▶ Exercise directions:
Find the lines of the material below that include the string "woman", then copy each one.

▶ Dataset entries:
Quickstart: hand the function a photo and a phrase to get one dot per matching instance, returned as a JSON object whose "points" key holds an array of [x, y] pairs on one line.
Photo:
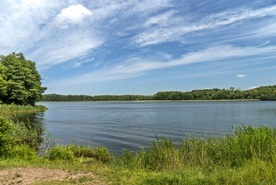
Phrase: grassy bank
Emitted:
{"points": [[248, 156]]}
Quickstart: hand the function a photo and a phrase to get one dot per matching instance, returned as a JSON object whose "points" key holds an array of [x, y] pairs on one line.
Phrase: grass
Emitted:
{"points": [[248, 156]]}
* * *
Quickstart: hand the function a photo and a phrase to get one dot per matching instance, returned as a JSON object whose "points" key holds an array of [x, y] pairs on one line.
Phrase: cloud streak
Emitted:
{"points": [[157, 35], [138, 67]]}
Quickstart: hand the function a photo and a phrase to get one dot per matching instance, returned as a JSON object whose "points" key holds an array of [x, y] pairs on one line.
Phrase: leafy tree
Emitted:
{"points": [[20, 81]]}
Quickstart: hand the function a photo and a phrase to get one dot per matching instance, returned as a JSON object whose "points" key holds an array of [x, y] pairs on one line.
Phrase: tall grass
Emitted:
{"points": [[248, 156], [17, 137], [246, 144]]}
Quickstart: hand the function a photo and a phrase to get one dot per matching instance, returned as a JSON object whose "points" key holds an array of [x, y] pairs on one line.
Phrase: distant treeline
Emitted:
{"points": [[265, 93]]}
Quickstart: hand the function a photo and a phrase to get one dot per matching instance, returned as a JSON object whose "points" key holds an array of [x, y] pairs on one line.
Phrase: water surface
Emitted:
* * *
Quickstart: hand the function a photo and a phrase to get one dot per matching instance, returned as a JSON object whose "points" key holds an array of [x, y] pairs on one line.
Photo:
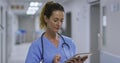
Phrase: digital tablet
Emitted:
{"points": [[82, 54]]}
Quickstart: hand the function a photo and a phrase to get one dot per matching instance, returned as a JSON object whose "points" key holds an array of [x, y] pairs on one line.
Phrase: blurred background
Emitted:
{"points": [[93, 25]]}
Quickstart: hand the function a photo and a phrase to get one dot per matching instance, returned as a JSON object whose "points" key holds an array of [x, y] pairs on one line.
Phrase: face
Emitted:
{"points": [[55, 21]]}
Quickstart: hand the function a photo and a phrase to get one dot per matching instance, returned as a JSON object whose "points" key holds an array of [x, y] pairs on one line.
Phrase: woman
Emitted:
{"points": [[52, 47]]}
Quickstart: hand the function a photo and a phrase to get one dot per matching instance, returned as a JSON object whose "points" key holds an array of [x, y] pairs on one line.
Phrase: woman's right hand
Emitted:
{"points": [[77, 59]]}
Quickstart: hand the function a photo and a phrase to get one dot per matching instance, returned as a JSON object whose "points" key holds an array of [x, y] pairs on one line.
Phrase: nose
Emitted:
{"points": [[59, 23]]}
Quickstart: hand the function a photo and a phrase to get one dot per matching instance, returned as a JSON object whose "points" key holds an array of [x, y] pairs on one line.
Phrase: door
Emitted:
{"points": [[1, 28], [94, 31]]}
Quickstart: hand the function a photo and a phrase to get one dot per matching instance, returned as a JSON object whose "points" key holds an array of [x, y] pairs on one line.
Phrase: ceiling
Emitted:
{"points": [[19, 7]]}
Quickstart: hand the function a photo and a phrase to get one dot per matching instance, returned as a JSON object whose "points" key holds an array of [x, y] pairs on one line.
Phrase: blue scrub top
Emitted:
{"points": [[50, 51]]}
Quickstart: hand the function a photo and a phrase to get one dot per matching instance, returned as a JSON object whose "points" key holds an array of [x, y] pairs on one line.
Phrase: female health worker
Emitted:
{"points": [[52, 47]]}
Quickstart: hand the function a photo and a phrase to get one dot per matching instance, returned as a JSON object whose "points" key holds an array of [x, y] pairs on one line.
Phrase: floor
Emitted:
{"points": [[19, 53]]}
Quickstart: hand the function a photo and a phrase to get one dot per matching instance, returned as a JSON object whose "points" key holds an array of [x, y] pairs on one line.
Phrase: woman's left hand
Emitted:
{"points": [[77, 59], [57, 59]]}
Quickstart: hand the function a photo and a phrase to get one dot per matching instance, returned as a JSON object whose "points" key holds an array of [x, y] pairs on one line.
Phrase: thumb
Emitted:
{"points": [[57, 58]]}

▶ Answer to this task:
Phrase: woman
Phrase: woman's right hand
Phrase: woman's left hand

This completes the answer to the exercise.